Work to be completed: Give the rows below as a two-column CSV with the headers label_text and points. Each row becomes one line, with its text and its answer each in a quoted field, line breaks replaced by spaces and the pictures left out.

Material to process:
________________________________________

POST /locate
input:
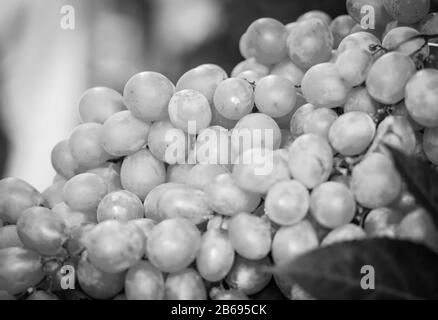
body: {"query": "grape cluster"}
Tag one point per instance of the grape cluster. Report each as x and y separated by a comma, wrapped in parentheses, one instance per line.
(194, 190)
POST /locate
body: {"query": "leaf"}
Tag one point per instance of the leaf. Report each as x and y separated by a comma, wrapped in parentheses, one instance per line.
(422, 180)
(402, 270)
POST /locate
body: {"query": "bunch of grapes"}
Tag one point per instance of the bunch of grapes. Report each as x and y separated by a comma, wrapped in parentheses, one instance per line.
(194, 190)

________________________________________

Task output:
label_text,points
"POST /locate input: body: {""query"": ""grape cluster""} Tag one point per instance of the grape cluster. Report each as x and y separated by a comma, wrapped in parentheses, one instance per line.","(194, 190)"
"POST /locate body: {""query"": ""leaf""} Tag one point per instance of the leaf. Report each as x and y separated by a comma, wrapped in parentheses, one instance per line.","(422, 180) (402, 270)"
"POST /locate body: {""query"": ""bunch of grapes""} Tag one point per instance of the bunch of grapes. Report each as x and y separated by a comma, wrapped in parentheses, one instance per line.","(194, 190)"